### EXERCISE DETAILS
Lines from the listing below that contain the string "gravel" are to be reported.

*** Opening DATA RECORDS ***

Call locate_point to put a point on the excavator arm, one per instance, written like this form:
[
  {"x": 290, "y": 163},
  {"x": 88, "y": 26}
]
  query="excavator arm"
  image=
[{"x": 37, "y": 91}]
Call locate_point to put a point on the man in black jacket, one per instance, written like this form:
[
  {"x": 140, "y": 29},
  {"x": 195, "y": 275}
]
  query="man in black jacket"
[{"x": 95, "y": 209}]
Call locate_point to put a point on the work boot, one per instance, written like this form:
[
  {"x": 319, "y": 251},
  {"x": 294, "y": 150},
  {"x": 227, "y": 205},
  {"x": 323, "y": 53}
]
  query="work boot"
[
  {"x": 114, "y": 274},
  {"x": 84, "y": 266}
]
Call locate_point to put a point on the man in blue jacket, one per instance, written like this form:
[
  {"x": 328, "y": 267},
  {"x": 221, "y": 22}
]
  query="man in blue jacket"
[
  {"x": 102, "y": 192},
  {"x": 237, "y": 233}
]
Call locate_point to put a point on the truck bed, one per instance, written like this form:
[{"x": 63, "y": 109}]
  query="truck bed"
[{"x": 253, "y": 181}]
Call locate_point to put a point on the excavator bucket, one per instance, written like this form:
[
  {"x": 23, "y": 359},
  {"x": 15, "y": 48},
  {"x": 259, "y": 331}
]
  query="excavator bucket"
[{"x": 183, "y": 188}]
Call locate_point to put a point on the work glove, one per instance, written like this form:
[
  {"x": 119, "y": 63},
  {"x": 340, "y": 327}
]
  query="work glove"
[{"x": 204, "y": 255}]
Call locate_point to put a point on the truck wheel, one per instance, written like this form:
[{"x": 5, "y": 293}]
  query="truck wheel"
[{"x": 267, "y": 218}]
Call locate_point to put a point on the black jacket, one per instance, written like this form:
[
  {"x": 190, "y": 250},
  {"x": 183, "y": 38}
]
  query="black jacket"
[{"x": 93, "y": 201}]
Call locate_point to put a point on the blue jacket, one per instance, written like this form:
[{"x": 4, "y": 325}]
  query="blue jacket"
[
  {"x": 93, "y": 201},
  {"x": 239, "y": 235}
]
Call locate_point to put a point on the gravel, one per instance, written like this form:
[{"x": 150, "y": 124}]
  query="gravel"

*** Closing DATA RECORDS ***

### RESULT
Call locate_point to put a point on the gravel, one per instance, written like this form:
  query="gravel"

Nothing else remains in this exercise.